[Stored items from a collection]
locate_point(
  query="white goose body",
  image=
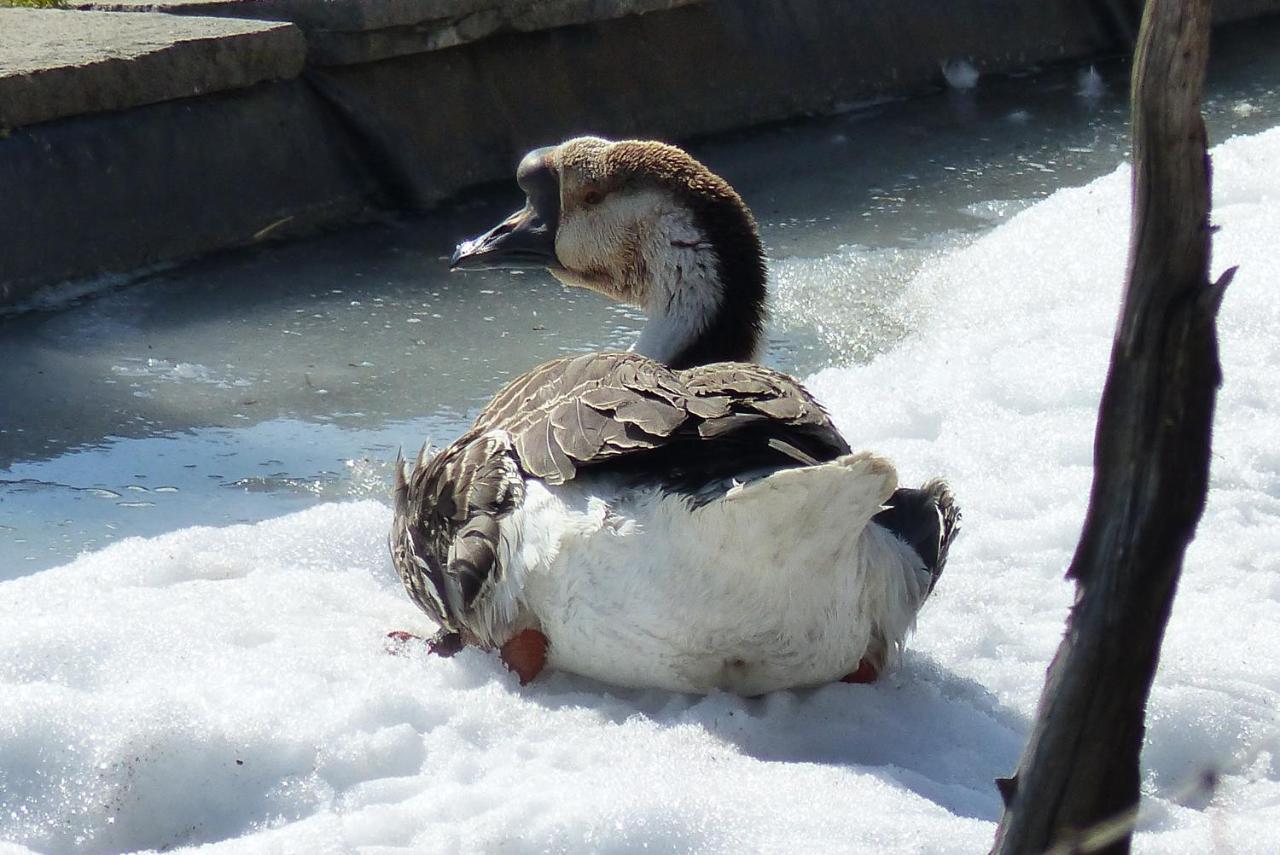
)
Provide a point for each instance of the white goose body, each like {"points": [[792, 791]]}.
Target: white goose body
{"points": [[638, 589], [650, 519]]}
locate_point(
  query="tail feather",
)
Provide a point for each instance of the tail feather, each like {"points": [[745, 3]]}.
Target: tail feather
{"points": [[926, 519]]}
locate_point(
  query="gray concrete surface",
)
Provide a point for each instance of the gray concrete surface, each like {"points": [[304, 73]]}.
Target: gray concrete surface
{"points": [[365, 31], [60, 63], [458, 91]]}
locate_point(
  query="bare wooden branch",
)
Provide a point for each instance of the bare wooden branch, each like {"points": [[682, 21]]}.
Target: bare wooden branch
{"points": [[1079, 769]]}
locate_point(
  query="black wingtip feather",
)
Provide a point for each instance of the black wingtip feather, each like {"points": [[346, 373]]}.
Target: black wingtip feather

- Exercise: How many of the lines above contain the word "wooden"? Count them and reply with the number alone.

- Solution: 3